Please express every line of the records below as a JSON list of strings, one string per line, leaving out blank lines.

■ **DATA TO USE**:
** Begin **
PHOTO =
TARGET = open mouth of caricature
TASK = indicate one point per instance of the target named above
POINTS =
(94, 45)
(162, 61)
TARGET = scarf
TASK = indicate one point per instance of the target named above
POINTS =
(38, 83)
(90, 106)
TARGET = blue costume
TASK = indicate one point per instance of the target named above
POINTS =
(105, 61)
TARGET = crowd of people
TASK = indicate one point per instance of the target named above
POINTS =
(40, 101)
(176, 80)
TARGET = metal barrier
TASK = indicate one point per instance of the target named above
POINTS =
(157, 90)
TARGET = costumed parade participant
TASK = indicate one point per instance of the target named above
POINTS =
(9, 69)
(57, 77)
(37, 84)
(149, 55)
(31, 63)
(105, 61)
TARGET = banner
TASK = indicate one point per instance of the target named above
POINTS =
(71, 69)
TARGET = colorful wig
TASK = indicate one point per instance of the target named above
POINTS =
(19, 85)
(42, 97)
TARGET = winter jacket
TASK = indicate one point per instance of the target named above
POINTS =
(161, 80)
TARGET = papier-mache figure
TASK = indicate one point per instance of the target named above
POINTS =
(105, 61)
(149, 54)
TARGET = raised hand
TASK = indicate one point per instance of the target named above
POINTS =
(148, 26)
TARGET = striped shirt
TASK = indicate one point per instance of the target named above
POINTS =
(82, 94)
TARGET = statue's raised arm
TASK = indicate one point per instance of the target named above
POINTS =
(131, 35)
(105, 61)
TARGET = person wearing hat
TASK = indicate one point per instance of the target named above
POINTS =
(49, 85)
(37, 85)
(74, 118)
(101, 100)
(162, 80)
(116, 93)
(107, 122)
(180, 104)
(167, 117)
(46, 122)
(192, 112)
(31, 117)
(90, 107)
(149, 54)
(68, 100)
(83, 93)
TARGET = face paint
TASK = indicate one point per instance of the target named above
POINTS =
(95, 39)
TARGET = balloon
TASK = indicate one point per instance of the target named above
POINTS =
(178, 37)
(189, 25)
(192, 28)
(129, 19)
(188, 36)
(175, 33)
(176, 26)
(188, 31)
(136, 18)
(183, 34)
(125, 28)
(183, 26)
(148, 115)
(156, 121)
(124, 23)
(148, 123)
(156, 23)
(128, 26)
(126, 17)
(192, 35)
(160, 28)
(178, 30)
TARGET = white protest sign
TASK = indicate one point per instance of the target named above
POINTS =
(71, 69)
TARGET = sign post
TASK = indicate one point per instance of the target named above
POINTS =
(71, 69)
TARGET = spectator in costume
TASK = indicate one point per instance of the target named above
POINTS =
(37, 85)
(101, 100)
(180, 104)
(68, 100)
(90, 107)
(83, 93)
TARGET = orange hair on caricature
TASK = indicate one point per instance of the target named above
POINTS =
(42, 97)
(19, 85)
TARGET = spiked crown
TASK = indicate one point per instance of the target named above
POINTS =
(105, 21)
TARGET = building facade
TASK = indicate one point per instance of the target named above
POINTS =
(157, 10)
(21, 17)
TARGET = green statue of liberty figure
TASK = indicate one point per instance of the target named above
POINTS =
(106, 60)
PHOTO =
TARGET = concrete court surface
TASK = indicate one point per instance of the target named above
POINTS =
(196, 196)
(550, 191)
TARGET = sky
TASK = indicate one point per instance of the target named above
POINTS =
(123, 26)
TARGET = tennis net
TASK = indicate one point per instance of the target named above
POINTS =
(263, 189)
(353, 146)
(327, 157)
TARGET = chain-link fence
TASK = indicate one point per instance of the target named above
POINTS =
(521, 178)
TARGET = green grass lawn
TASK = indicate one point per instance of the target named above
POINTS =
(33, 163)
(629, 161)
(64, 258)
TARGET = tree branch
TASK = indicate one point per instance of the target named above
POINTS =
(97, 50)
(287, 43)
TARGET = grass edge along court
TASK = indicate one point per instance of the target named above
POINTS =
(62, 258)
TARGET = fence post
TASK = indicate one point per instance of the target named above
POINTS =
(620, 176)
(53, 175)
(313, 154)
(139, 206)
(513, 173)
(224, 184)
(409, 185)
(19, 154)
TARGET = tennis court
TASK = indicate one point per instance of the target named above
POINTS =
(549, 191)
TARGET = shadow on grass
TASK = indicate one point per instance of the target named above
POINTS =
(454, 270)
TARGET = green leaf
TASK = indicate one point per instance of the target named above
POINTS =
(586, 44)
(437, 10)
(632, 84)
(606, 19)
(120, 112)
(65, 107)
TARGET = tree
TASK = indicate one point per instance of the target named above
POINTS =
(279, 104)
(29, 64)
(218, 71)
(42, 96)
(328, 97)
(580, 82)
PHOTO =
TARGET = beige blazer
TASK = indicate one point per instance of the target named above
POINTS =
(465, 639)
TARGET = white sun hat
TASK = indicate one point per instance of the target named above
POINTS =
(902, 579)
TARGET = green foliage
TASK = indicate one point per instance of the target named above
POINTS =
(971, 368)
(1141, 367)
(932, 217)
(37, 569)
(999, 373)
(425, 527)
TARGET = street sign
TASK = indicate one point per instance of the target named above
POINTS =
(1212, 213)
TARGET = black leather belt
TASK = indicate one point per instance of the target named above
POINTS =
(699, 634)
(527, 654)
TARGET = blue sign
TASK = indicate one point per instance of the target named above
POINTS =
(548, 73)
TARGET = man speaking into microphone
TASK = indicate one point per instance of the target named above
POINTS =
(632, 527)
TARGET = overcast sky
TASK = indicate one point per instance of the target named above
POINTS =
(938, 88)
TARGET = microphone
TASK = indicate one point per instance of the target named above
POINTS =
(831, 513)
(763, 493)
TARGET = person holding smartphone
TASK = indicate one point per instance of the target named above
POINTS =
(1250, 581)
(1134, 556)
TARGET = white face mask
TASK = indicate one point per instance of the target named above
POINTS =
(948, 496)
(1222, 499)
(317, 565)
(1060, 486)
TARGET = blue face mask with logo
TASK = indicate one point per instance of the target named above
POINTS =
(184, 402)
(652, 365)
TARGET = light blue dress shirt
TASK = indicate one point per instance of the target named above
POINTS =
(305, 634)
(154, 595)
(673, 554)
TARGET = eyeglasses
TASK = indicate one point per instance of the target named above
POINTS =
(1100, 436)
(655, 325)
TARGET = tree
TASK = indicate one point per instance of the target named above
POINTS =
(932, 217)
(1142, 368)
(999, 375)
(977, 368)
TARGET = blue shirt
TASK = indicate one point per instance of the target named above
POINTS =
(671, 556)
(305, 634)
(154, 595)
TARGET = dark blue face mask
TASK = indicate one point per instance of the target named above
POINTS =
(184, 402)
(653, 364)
** End **
■ **WRITTEN RESPONSE**:
[
  "PHOTO =",
  "TARGET = open mouth of caricature",
  "TASK = indicate one point per instance of the target named above",
  "POINTS =",
  "(94, 45)",
  "(162, 61)",
  "TARGET = scarf",
  "TASK = indicate one point per instance of the target named above",
  "POINTS =",
  "(38, 83)",
  "(90, 106)",
  "TARGET = blue costume",
  "TASK = indicate one point per instance of the target named above",
  "POINTS =",
  "(105, 61)",
  "TARGET = crowd of people",
  "TASK = indicate one point per instance of the target named above",
  "POINTS =",
  "(40, 101)",
  "(176, 80)",
  "TARGET = metal barrier",
  "TASK = indicate one point per instance of the target named above",
  "POINTS =",
  "(157, 90)",
  "TARGET = costumed parade participant",
  "TASK = indicate one point per instance of the target named above",
  "POINTS =",
  "(9, 69)",
  "(57, 77)",
  "(37, 84)",
  "(149, 55)",
  "(31, 63)",
  "(105, 61)",
  "TARGET = banner",
  "TASK = indicate one point per instance of the target named above",
  "POINTS =",
  "(71, 69)",
  "TARGET = colorful wig",
  "TASK = indicate one point per instance of the target named above",
  "POINTS =",
  "(19, 85)",
  "(42, 97)",
  "TARGET = winter jacket",
  "TASK = indicate one point per instance of the target named above",
  "POINTS =",
  "(161, 80)",
  "TARGET = papier-mache figure",
  "TASK = indicate one point per instance of the target named above",
  "POINTS =",
  "(105, 61)",
  "(149, 54)",
  "TARGET = raised hand",
  "TASK = indicate one point per instance of the target named above",
  "POINTS =",
  "(148, 26)",
  "TARGET = striped shirt",
  "TASK = indicate one point per instance of the target named above",
  "POINTS =",
  "(82, 94)",
  "TARGET = statue's raised arm",
  "TASK = indicate one point per instance of the target named above",
  "POINTS =",
  "(131, 35)",
  "(105, 61)",
  "TARGET = person wearing hat",
  "TASK = indicate one point per instance of the target named above",
  "POINTS =",
  "(49, 85)",
  "(37, 85)",
  "(74, 118)",
  "(101, 100)",
  "(162, 80)",
  "(116, 93)",
  "(107, 122)",
  "(180, 104)",
  "(167, 117)",
  "(46, 122)",
  "(192, 112)",
  "(31, 117)",
  "(90, 107)",
  "(149, 54)",
  "(68, 100)",
  "(83, 93)",
  "TARGET = face paint",
  "TASK = indicate one point per instance of the target named above",
  "POINTS =",
  "(95, 39)",
  "TARGET = balloon",
  "TASK = indicate one point per instance of the target named above",
  "POINTS =",
  "(178, 37)",
  "(189, 25)",
  "(192, 28)",
  "(129, 19)",
  "(188, 36)",
  "(175, 33)",
  "(176, 26)",
  "(188, 31)",
  "(136, 18)",
  "(183, 34)",
  "(125, 28)",
  "(183, 26)",
  "(148, 115)",
  "(156, 121)",
  "(124, 23)",
  "(148, 123)",
  "(156, 23)",
  "(128, 26)",
  "(126, 17)",
  "(192, 35)",
  "(160, 28)",
  "(178, 30)",
  "TARGET = white protest sign",
  "TASK = indicate one point per instance of the target named above",
  "POINTS =",
  "(71, 69)",
  "TARGET = sign post",
  "TASK = indicate one point per instance of the target named above",
  "POINTS =",
  "(71, 69)",
  "TARGET = spectator in costume",
  "TASK = indicate one point per instance of the target named above",
  "POINTS =",
  "(37, 85)",
  "(101, 100)",
  "(180, 104)",
  "(68, 100)",
  "(90, 107)",
  "(83, 93)",
  "TARGET = orange hair on caricature",
  "TASK = indicate one point per instance of the target named above",
  "POINTS =",
  "(42, 97)",
  "(19, 85)",
  "TARGET = spiked crown",
  "TASK = indicate one point per instance of the target named above",
  "POINTS =",
  "(105, 21)",
  "TARGET = building facade",
  "TASK = indicate one point per instance of the target named above",
  "POINTS =",
  "(157, 10)",
  "(21, 17)",
  "TARGET = green statue of liberty figure",
  "TASK = indicate one point per instance of the target named above",
  "POINTS =",
  "(106, 60)",
  "PHOTO =",
  "TARGET = concrete court surface",
  "TASK = indicate one point per instance of the target named above",
  "POINTS =",
  "(196, 196)",
  "(550, 191)",
  "TARGET = sky",
  "TASK = indicate one point per instance of the target named above",
  "POINTS =",
  "(123, 26)",
  "TARGET = tennis net",
  "TASK = indicate one point per instance of the target named above",
  "POINTS =",
  "(263, 189)",
  "(353, 146)",
  "(327, 157)",
  "TARGET = chain-link fence",
  "TASK = indicate one point per instance of the target named above",
  "POINTS =",
  "(521, 178)",
  "TARGET = green grass lawn",
  "TASK = indicate one point per instance of the target named above",
  "POINTS =",
  "(33, 163)",
  "(629, 161)",
  "(64, 258)",
  "TARGET = tree branch",
  "TASK = indicate one point per instance of the target named above",
  "POINTS =",
  "(97, 50)",
  "(287, 43)",
  "TARGET = grass edge along court",
  "TASK = indicate one point per instance of the target named above",
  "POINTS =",
  "(62, 258)",
  "TARGET = fence post",
  "TASK = indicate one point per instance of the target named above",
  "POINTS =",
  "(620, 176)",
  "(53, 175)",
  "(313, 154)",
  "(139, 206)",
  "(513, 173)",
  "(224, 184)",
  "(409, 185)",
  "(19, 154)",
  "TARGET = tennis court",
  "TASK = indicate one point per instance of the target named above",
  "POINTS =",
  "(549, 191)",
  "TARGET = shadow on grass",
  "TASK = indicate one point per instance of the target named above",
  "POINTS =",
  "(454, 270)",
  "TARGET = green leaf",
  "TASK = indicate one point per instance of the target named above",
  "POINTS =",
  "(586, 44)",
  "(437, 10)",
  "(632, 84)",
  "(606, 19)",
  "(120, 112)",
  "(65, 107)",
  "TARGET = tree",
  "TASK = indicate one point per instance of the target named above",
  "POINTS =",
  "(279, 104)",
  "(29, 64)",
  "(218, 71)",
  "(42, 96)",
  "(328, 97)",
  "(580, 82)",
  "PHOTO =",
  "TARGET = beige blazer",
  "TASK = indicate one point per instance of the target named above",
  "POINTS =",
  "(465, 639)",
  "TARGET = white sun hat",
  "TASK = indicate one point per instance of the target named above",
  "POINTS =",
  "(902, 579)",
  "TARGET = green foliage",
  "TASK = indicate one point per instance of the target named above",
  "POINTS =",
  "(971, 368)",
  "(1141, 367)",
  "(932, 217)",
  "(37, 569)",
  "(999, 373)",
  "(425, 527)",
  "TARGET = street sign",
  "TASK = indicate one point per instance of the target named above",
  "POINTS =",
  "(1212, 213)",
  "TARGET = black leather belt",
  "TASK = indicate one point per instance of the target named above",
  "POINTS =",
  "(699, 634)",
  "(527, 654)",
  "TARGET = blue sign",
  "TASK = indicate one point per instance of the target named above",
  "POINTS =",
  "(548, 73)",
  "TARGET = man speaking into microphone",
  "TASK = indicate one point per instance of the target named above",
  "POINTS =",
  "(632, 527)",
  "TARGET = overcast sky",
  "TASK = indicate one point per instance of the target named above",
  "POINTS =",
  "(938, 88)",
  "TARGET = microphone",
  "TASK = indicate one point per instance of the target named above",
  "POINTS =",
  "(831, 513)",
  "(763, 493)",
  "TARGET = person holding smartphone",
  "TASK = indicate one point per instance of the target named above",
  "POINTS =",
  "(1250, 581)",
  "(1134, 556)",
  "TARGET = white face mask",
  "TASK = indicate one point per instance of the target named above",
  "POINTS =",
  "(948, 496)",
  "(1222, 499)",
  "(317, 565)",
  "(1060, 486)",
  "TARGET = blue face mask with logo",
  "TASK = indicate one point per instance of the target named above",
  "POINTS =",
  "(184, 402)",
  "(652, 365)",
  "TARGET = light blue dress shirt",
  "TASK = indicate one point per instance of the target named above",
  "POINTS =",
  "(305, 634)",
  "(154, 595)",
  "(673, 554)",
  "TARGET = eyeglasses",
  "TASK = indicate one point per instance of the target named above",
  "POINTS =",
  "(1100, 436)",
  "(655, 325)",
  "TARGET = tree",
  "TASK = indicate one point per instance of the target named above",
  "POINTS =",
  "(932, 217)",
  "(1142, 368)",
  "(999, 375)",
  "(977, 368)",
  "TARGET = blue shirt",
  "TASK = indicate one point per instance of the target named above",
  "POINTS =",
  "(671, 556)",
  "(305, 634)",
  "(154, 595)",
  "TARGET = dark blue face mask",
  "TASK = indicate one point per instance of the target named above",
  "POINTS =",
  "(184, 402)",
  "(653, 364)"
]